→ **Part of a data file**

++++++++++

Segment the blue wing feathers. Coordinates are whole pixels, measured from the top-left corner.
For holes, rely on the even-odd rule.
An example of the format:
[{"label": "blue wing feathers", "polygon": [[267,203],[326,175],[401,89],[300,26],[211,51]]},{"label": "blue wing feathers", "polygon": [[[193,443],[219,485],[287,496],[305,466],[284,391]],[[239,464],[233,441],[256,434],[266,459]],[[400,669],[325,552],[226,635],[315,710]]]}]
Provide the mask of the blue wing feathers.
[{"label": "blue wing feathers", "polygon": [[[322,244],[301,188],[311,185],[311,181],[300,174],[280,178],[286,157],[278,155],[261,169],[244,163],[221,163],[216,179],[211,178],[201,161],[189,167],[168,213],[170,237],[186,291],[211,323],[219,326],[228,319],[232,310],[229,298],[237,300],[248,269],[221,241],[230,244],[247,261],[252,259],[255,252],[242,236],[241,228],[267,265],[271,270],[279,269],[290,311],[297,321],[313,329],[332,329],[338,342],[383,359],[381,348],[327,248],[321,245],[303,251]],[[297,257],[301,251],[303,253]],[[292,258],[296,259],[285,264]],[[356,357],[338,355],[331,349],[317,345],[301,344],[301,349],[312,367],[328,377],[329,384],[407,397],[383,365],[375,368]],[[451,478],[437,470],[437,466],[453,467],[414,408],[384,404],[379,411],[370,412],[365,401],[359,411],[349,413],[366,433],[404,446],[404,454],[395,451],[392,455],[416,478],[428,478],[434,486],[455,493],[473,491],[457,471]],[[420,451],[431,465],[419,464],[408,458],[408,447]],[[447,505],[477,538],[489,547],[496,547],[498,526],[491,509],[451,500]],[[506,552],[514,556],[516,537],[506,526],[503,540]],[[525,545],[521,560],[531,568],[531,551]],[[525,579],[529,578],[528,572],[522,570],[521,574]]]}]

++++++++++

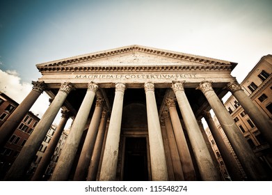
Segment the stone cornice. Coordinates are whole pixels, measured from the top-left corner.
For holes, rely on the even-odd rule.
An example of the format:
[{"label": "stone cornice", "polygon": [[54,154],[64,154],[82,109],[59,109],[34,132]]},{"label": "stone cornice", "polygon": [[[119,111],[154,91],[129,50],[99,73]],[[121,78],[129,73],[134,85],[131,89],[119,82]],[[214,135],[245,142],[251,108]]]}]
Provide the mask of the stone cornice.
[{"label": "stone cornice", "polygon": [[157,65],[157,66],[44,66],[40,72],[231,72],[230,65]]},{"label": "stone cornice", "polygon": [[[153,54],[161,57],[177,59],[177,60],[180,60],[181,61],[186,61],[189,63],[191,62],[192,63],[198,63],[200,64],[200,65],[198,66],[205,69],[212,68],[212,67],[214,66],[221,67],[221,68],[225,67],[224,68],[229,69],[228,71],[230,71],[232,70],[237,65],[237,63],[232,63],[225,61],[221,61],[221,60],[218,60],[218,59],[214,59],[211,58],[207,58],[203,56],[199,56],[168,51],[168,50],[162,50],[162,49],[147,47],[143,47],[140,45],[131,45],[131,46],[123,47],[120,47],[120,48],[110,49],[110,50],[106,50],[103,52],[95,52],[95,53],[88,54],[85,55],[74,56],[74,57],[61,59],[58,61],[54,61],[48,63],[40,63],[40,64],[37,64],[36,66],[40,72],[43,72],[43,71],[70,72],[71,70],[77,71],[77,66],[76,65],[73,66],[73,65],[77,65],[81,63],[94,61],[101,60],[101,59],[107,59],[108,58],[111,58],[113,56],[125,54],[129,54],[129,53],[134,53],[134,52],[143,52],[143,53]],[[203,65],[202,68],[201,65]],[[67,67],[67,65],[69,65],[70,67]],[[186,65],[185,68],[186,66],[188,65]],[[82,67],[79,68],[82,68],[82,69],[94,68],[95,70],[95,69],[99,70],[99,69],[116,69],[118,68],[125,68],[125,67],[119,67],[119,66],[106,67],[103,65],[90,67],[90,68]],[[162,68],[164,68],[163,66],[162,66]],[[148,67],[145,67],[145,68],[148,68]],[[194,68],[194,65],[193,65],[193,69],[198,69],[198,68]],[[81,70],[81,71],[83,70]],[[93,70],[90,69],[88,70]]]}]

++++++++++

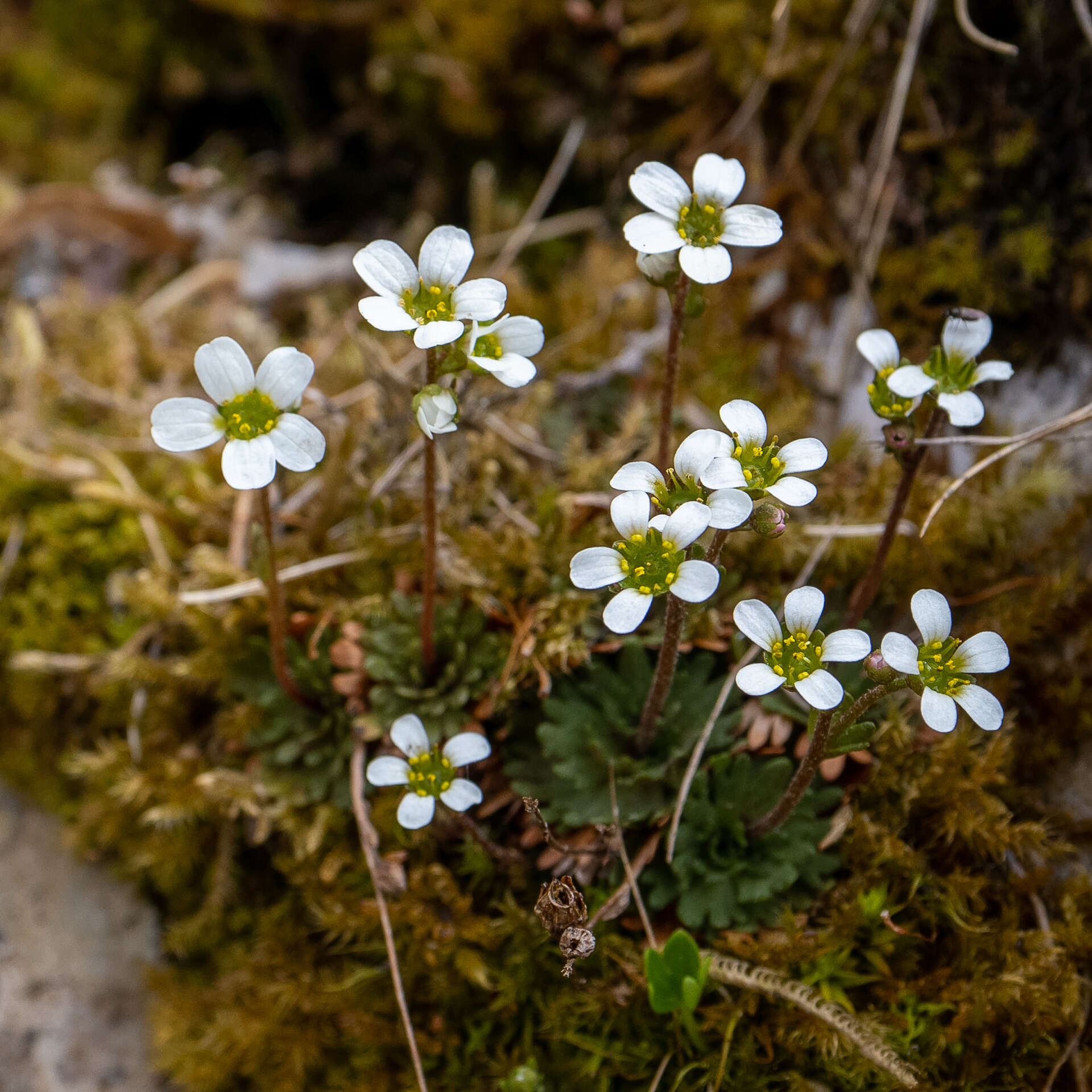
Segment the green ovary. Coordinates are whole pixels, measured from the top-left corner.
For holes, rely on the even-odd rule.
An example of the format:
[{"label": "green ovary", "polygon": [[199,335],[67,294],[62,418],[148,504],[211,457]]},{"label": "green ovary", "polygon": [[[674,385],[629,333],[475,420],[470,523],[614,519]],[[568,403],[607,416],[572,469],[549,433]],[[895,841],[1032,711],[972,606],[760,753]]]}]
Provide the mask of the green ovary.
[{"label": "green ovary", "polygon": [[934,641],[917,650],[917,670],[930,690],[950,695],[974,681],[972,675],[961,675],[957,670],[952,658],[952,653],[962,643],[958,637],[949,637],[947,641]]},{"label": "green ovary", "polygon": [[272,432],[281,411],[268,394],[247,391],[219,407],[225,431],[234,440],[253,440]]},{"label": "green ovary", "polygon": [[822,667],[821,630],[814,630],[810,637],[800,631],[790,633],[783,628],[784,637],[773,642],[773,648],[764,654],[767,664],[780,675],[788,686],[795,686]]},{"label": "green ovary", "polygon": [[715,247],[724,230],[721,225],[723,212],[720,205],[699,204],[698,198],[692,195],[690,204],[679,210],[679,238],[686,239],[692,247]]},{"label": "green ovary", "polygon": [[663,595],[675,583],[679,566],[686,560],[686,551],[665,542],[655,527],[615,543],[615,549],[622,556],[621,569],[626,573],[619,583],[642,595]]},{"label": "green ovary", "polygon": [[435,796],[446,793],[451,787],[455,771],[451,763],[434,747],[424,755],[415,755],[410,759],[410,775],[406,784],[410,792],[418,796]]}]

++++++++++

→ **Problem details**
Show every line of the records that contains the string "from", treating uppercase and lowercase as different.

→ **Task solution**
Segment the blue wing feathers. Coordinates are whole pixels, measured from the top-left corner.
Segment the stone cornice. Coordinates are whole pixels, measured from the top-left corner.
Segment the green ovary. Coordinates are whole pixels, measured from the top-left corner.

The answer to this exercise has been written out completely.